If your child has had a significant change in motivation, for example, if a young child who was highly active begins complaining about going to activities or school, this could be a sign they are depressed. Teenagers struggling with depression often become socially withdrawn and/or experience academic decline. However, it is critical for parents to first delineate between a tired, worn out child and a depressed child. 

Related: Signs of depression in children and what to do if you're worried

3. Have their eating or sleeping habits changed?

Sleeping and eating are great measures of what's going on with a child; children with unusual sleep or eating habits are often struggling with something else much greater. Depression may show up as sleeping or eating too much or as an inability to sleep or eat. 

If your child has repetitive sleep issues or their eating habits seem to have significantly changed, it may be time to seek help.

4. Are they feeling worthless, hopeless about their future, or guilty about things that aren’t their fault?

◆ **Exercise tasks**
1 – From the passage on childhood depression, list every feeling named in the heading numbered 4.
2 – Answer these questions using the passage on childhood depression.
(a) What do teenagers struggling with depression often become or experience?
(b) What does the passage call great measures of what's going on with a child?
(c) Under what circumstances does the passage say it may be time to seek help?
3 – Reproduce verbatim the part of the passage on childhood depression that opens with the words containing "If your child has had" and closes with "sleep or eat.".
The material that follows comes from a different source than the passage on childhood depression.

◆ **Entries supplied**
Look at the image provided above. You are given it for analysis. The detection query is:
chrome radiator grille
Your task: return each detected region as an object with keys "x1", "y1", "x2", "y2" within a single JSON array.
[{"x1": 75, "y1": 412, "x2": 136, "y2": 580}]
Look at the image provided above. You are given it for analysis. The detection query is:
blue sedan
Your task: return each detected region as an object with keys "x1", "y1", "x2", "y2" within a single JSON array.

◆ **Solutions to the exercise**
1 –
- Feeling worthless
- Feeling hopeless about their future
- Feeling guilty about things that aren't their fault

2 –
(a) They often become socially withdrawn and/or experience academic decline.
(b) Sleeping and eating.
(c) When the child has repetitive sleep issues or their eating habits seem to have significantly changed.

3 –
If your child has had a significant change in motivation, for example, if a young child who was highly active begins complaining about going to activities or school, this could be a sign they are depressed. Teenagers struggling with depression often become socially withdrawn and/or experience academic decline. However, it is critical for parents to first delineate between a tired, worn out child and a depressed child. 

Related: Signs of depression in children and what to do if you're worried

3. Have their eating or sleeping habits changed?

Sleeping and eating are great measures of what's going on with a child; children with unusual sleep or eating habits are often struggling with something else much greater. Depression may show up as sleeping or eating too much or as an inability to sleep or eat.